**Problem details:**
Could you print exactly the lines of the listing below, starting at the line that has "Wanted | a point on the white bicycle" and ending at the line that has "Shape | the position of each instance looks like (212,129)", and only those lines?

**Data:**
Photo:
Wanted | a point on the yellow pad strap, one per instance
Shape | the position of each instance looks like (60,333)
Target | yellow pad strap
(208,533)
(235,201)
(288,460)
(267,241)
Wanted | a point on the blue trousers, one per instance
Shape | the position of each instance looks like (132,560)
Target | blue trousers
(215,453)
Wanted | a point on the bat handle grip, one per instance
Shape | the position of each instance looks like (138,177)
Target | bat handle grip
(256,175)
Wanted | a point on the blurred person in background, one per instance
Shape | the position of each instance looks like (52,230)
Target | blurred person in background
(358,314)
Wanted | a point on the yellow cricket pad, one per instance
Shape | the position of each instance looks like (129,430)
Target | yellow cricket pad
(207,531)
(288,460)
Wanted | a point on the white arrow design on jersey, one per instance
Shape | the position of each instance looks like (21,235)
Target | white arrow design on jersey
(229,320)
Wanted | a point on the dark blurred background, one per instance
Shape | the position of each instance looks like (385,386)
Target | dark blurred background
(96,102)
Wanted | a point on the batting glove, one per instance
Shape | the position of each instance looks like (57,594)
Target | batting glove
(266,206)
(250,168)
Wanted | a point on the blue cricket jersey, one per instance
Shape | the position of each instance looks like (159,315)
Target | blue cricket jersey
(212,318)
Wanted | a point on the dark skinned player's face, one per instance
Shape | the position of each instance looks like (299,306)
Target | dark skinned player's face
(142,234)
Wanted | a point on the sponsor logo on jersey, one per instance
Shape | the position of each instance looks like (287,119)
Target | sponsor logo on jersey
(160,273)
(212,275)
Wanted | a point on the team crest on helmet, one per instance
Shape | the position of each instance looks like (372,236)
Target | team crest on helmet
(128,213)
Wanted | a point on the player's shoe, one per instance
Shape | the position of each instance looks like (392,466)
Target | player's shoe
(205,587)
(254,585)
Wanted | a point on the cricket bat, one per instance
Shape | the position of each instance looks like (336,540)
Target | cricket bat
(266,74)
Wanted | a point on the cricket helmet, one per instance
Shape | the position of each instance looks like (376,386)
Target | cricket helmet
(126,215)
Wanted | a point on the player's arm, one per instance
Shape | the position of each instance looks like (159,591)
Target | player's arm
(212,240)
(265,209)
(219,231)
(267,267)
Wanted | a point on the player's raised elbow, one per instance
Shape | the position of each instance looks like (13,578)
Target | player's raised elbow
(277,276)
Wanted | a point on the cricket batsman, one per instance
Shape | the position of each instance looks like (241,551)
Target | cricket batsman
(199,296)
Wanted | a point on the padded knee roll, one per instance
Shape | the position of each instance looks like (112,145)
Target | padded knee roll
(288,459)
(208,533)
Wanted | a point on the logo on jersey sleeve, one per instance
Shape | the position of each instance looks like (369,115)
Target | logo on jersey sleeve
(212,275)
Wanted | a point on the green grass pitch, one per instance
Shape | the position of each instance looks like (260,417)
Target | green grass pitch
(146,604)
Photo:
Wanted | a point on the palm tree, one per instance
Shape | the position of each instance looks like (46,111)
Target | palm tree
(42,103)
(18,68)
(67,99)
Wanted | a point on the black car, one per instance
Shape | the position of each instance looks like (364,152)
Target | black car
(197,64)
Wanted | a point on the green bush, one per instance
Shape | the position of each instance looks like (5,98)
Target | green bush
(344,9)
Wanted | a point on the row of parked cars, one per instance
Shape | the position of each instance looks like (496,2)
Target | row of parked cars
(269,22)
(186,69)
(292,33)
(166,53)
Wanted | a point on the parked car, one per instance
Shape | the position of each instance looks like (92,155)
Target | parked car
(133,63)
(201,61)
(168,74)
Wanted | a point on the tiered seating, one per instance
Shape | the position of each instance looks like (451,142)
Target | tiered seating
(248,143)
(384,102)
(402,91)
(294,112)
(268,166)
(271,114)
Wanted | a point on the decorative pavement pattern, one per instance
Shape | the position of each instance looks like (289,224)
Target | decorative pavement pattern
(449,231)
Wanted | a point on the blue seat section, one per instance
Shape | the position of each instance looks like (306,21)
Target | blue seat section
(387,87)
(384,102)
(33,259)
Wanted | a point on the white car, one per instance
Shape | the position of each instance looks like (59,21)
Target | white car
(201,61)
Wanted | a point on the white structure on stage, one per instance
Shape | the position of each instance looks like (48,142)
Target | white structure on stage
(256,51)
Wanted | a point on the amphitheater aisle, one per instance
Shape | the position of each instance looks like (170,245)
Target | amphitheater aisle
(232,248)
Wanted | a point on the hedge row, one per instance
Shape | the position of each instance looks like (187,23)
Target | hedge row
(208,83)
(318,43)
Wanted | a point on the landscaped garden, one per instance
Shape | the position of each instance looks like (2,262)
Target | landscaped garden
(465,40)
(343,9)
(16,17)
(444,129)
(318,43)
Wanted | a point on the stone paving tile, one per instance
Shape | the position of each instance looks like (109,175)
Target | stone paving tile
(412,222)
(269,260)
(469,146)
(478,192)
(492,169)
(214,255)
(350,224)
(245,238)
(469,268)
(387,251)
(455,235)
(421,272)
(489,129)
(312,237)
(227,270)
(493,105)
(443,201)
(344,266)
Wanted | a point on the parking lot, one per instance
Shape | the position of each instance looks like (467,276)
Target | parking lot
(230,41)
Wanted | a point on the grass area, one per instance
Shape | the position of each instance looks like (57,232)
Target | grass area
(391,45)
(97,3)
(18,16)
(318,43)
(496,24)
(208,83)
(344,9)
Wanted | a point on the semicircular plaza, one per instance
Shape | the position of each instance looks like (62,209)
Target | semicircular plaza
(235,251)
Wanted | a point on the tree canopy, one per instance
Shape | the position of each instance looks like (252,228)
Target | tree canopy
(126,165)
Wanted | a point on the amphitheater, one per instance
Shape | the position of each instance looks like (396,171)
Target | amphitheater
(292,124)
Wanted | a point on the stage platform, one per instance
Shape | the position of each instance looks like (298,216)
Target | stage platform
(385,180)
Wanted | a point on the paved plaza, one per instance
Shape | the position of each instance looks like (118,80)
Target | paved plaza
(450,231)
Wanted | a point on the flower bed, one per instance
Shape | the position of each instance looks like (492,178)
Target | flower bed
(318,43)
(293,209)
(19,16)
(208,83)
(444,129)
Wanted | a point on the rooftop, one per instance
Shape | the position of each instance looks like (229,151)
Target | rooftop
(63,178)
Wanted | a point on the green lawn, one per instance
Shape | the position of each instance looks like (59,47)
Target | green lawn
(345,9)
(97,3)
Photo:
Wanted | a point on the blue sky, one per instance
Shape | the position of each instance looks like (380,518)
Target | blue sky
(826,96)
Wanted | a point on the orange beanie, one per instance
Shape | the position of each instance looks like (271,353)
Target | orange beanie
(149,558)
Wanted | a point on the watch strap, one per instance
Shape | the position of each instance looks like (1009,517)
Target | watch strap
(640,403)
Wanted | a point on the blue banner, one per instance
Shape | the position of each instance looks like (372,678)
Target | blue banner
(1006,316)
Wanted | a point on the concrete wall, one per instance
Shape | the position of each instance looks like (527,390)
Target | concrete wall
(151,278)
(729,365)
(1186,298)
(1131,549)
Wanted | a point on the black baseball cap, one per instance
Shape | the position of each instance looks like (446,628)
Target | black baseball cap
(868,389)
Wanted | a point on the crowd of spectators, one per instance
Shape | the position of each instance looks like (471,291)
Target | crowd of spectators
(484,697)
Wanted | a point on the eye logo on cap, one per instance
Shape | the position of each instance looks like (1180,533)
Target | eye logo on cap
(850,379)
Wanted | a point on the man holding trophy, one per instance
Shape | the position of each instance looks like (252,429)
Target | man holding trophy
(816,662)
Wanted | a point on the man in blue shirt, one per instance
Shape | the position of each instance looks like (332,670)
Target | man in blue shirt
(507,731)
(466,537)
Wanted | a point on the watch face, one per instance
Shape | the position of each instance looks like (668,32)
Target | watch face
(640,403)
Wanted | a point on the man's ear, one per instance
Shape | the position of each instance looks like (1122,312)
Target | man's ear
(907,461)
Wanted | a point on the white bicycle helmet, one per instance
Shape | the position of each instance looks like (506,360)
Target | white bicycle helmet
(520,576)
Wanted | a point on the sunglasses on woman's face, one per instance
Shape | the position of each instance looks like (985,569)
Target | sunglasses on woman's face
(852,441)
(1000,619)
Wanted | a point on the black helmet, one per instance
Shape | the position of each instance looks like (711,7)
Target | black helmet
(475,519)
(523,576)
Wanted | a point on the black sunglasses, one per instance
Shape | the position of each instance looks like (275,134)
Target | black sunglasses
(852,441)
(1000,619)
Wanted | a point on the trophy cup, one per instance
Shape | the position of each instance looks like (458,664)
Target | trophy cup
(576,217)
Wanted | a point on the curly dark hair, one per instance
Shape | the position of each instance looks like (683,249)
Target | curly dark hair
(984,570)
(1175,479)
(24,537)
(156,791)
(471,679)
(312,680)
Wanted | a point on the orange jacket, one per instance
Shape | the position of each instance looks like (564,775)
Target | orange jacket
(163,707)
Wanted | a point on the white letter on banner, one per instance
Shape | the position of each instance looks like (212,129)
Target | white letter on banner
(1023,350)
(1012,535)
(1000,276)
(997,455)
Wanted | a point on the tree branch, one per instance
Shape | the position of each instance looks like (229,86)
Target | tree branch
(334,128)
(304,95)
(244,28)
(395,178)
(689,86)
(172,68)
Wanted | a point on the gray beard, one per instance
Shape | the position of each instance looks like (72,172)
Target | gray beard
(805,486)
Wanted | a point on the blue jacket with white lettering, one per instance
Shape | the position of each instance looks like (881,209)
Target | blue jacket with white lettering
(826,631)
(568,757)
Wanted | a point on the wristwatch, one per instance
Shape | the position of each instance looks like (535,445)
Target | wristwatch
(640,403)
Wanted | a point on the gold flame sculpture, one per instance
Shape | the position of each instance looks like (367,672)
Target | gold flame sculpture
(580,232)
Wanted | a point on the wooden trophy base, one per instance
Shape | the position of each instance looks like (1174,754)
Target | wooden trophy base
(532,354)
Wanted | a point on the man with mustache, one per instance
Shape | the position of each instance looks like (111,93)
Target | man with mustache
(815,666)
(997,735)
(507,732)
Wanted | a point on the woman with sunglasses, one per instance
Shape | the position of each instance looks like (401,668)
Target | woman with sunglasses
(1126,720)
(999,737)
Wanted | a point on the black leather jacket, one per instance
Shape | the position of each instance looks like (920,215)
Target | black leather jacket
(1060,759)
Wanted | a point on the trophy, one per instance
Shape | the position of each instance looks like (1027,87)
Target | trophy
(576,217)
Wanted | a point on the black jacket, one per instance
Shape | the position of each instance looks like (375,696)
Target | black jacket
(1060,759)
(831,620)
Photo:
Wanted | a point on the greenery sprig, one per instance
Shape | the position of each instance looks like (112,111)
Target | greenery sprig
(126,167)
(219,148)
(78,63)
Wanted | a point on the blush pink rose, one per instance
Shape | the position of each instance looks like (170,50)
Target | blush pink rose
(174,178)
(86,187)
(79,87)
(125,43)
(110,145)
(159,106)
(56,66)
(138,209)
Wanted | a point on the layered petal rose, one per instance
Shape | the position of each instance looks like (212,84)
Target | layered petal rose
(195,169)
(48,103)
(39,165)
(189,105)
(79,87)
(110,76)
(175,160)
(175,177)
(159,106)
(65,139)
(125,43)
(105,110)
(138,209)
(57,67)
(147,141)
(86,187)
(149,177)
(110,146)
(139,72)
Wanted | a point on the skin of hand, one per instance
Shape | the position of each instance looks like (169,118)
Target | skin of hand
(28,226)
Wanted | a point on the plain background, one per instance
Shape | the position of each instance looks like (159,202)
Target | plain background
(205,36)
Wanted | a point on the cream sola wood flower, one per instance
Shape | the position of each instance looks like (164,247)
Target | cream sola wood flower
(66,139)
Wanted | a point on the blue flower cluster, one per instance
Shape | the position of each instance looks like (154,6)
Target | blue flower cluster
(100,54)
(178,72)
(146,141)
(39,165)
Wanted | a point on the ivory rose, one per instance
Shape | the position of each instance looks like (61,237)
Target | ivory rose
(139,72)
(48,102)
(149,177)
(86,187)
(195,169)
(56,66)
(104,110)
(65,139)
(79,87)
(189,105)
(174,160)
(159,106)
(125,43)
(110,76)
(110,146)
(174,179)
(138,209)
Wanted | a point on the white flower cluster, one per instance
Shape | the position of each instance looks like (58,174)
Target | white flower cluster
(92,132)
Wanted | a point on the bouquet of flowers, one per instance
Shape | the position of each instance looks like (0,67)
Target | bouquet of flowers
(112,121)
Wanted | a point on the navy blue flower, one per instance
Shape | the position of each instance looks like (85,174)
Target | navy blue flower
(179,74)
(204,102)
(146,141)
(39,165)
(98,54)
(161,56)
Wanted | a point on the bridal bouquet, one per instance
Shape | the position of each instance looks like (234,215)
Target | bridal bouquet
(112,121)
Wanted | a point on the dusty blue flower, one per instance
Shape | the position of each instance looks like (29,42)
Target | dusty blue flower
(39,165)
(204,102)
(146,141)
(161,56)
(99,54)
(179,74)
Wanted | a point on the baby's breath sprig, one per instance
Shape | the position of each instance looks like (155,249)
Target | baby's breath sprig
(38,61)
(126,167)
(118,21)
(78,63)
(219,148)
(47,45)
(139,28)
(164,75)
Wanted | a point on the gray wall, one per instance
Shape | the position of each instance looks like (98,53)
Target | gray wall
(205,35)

**Completed exercise:**
Wanted | a point on the white bicycle helmet, one per instance
Shape | the position of each instance looks like (506,360)
Target | white bicycle helmet
(520,576)
Wanted | a point on the sunglasses on woman's face, one per instance
Shape | the position of each instance looks like (985,569)
Target | sunglasses on woman's face
(852,441)
(1000,619)
Wanted | a point on the black helmet, one per instance
Shape | the position of each instance looks like (711,7)
Target | black helmet
(475,519)
(523,576)
Wanted | a point on the black sunglasses, one per instance
Shape | the position of each instance looks like (275,134)
Target | black sunglasses
(852,441)
(1000,619)
Wanted | a point on the trophy cup, one per instance
Shape | the position of each instance looks like (458,664)
Target | trophy cup
(576,217)
Wanted | a point on the curly dark hair, one per instance
Shape | the position of each instance looks like (683,249)
Target | curly dark hair
(984,570)
(1175,479)
(24,537)
(156,791)
(471,679)
(312,680)
Wanted | a point on the orange jacket, one per instance
Shape | the position of each instance looks like (564,775)
Target | orange jacket
(163,707)
Wanted | a point on the white letter on banner, one per instance
Shape | the position of each instance looks like (212,129)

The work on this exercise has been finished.